▶ **TASK REQUIREMENTS**: In the melanoma review text, how many of the datasets used in the analysis have clinical and genetic data available on the patients?

*** Opening of TEXT UNDER STUDY ***

This manuscript by Ruiz et al. utilized a previously identified proteomics panel against available datasets in order to generate a predictive model for resistant to BRAF/MEK inhibitors in melanoma. The authors identified a 13-gene signature panel that correlated with resistance to these treatments. The authors also provided mechanistic insights into the potential pathways involved in response to BRAF/MEK inhibitors.

Minor revisions:

-How many samples were included in the datasets used? What was the staging/grading of the tumors? What is the distribution of the patients regarding age, ethnicity, gender etc? It would be useful to include a table with this information.

-The p values should be better presented: 3.57*10-6 should be replaced by 3.57x10-6 

There are some grammatical errors and 

Author Response

Reviewer 2:

Reviewer: -How many samples were included in the datasets used? What was the staging/grading of the tumors? What is the distribution of the patients regarding age, ethnicity, gender etc.? It would be useful to include a table with this information.

The p values should be better presented: 3.57*10-6 should be replaced by 3.57x10-6 

Our action: Four out of the five datasets used in our analysis have data available on important clinical and genetic characteristics of the patients from whom biopsy samples were obtained. We have included these as an additional file to our submission. However, since this is already published in the cited publications from which these datasets were obtained through the Gene Expression Omnibus, we would recommend against publishing this as part of our paper.

Our action: The format in which the p-values were reported have now being changed as recommended by the reviewer and all grammatical errors corrected.

*** Close of TEXT UNDER STUDY ***
*** Opening of AVAILABLE DATA ***

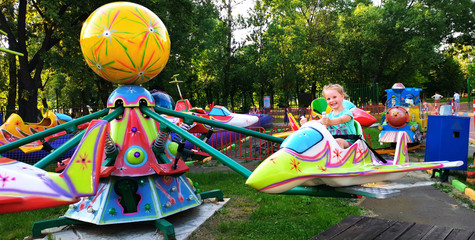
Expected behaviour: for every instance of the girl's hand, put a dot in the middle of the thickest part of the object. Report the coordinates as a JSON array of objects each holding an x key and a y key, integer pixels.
[{"x": 325, "y": 120}]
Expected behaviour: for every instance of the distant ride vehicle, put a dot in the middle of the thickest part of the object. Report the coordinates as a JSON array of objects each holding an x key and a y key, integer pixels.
[{"x": 404, "y": 113}]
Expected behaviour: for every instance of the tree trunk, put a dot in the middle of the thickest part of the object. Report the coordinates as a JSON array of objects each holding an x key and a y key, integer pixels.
[{"x": 12, "y": 85}]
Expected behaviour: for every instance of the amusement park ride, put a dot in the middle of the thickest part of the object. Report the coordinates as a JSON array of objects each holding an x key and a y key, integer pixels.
[
  {"x": 126, "y": 169},
  {"x": 404, "y": 114}
]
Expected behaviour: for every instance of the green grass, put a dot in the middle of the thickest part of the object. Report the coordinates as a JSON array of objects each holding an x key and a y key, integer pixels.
[
  {"x": 249, "y": 214},
  {"x": 374, "y": 134},
  {"x": 19, "y": 225},
  {"x": 267, "y": 216}
]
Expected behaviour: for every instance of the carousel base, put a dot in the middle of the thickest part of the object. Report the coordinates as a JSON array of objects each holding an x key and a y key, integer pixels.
[{"x": 184, "y": 223}]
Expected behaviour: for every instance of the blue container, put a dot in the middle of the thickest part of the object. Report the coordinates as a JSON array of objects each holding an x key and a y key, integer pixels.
[{"x": 447, "y": 139}]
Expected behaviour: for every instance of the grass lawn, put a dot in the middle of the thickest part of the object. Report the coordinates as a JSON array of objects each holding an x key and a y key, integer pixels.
[{"x": 248, "y": 215}]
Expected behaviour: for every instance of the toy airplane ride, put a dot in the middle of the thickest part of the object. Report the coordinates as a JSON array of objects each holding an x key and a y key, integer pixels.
[{"x": 311, "y": 156}]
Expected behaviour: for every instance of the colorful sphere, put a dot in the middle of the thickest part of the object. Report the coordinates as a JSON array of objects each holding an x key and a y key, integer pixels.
[
  {"x": 125, "y": 43},
  {"x": 397, "y": 117}
]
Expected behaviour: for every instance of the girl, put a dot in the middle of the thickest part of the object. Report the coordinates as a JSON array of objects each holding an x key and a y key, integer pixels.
[{"x": 339, "y": 120}]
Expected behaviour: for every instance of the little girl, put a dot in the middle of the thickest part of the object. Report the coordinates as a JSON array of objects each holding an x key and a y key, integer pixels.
[{"x": 339, "y": 120}]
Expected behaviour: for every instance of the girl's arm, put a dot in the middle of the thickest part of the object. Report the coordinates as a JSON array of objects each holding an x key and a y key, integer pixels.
[{"x": 335, "y": 121}]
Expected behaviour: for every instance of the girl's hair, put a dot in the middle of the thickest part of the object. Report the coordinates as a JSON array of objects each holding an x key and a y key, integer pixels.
[{"x": 337, "y": 87}]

*** Close of AVAILABLE DATA ***

▶ **RESPONSE**: Four of the five datasets.